**REQUIRED WORK:**
**1)** In the article on rural pharmacy viability, which agreement does the RPNA want a Rural Pharmacy Viability Package included in?
**2)** Reproduce the article on rural pharmacy viability between "Responding to Pharmacy" and "the spokesperson said.", inclusive.
**3)** Continue the article on rural pharmacy viability from its final sentence.

**EXCERPTED PASSAGE:**

THE closure of the Mount Magnet La Croix Pharmacy in Western Australia (PD 02 Dec) could be one of many to go out of business if a Rural Pharmacy Viability Package is not included in the Seventh Community Pharmacy Agreement (7CPA), the Rural Pharmacy Network Australia (RPNA) warns.
Responding to Pharmacy Daily, an RPNA spokesperson warned the one-size fits-all funding model for pharmacy failed to recognise the higher cost of operating in rural areas.
"[There is] inadequate recognition of the higher per-patient dispensing and non-dispensing workload faced by rural pharmacies, soaring labour costs, inadequate recognition of patient-centric collaborative care already being provided by rural pharmacies, funding models that undermine the professional role and commercial viability of rural community pharmacies," the spokesperson said.

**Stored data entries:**
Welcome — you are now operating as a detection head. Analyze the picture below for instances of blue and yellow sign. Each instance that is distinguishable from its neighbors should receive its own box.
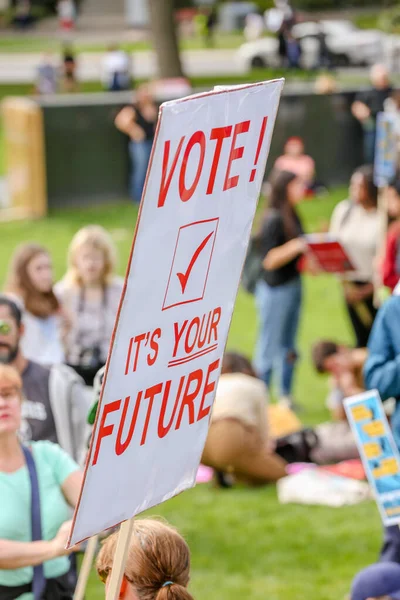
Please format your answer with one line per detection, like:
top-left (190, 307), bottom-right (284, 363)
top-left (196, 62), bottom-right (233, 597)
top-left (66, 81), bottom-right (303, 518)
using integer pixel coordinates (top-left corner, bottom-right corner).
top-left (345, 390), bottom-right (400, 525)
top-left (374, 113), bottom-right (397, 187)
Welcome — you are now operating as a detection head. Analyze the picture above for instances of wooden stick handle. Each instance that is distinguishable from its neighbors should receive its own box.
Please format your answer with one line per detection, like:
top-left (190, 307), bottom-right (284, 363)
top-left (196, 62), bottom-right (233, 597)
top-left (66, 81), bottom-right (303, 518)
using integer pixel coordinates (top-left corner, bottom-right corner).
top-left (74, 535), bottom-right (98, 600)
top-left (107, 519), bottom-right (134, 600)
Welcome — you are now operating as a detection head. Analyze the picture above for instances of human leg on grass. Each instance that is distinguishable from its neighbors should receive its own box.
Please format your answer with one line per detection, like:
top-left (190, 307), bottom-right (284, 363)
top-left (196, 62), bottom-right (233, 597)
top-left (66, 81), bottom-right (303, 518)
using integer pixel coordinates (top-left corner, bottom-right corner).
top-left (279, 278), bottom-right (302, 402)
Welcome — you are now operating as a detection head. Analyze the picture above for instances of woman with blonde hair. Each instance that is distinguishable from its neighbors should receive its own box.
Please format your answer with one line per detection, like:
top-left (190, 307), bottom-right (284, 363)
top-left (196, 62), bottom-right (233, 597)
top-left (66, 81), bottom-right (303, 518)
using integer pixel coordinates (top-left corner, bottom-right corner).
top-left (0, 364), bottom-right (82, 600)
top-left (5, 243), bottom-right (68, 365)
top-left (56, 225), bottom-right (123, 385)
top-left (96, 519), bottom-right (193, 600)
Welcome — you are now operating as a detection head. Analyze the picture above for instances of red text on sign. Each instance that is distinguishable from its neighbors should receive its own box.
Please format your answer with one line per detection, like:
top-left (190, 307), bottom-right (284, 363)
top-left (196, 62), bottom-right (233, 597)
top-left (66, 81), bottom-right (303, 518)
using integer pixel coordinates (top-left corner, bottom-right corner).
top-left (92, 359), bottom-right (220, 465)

**SOLVED TASKS:**
**1)** The Seventh Community Pharmacy Agreement (7CPA).

**2)**
Responding to Pharmacy Daily, an RPNA spokesperson warned the one-size fits-all funding model for pharmacy failed to recognise the higher cost of operating in rural areas.
"[There is] inadequate recognition of the higher per-patient dispensing and non-dispensing workload faced by rural pharmacies, soaring labour costs, inadequate recognition of patient-centric collaborative care already being provided by rural pharmacies, funding models that undermine the professional role and commercial viability of rural community pharmacies," the spokesperson said.

**3)**
"This is why RPNA is calling on all parties to the 7CPA to deliver a Rural Pharmacy Viability Package - a package that compensates rural pharmacies for the higher costs associated with delivering care to disadvantaged patients, the costs associated with attracting and retraining staff in rural and remote locations, and appropriate and flexible funding for clinical healthcare services."
Meanwhile, RPNA Chair, Fredrik Hellqvist, voiced support from the Federal Government's additional funding for professional development opportunities for allied health professionals based in rural parts of the country.
However, he expressed "serious reservations about whether the proposal is significant enough to be meaningful".
"In the bush, we need to work together, we can work together and like every team we must work together," he said.
The goal is better health outcomes for rural Communities.
"It is not a competition for funding, it is about a well-balanced team approach."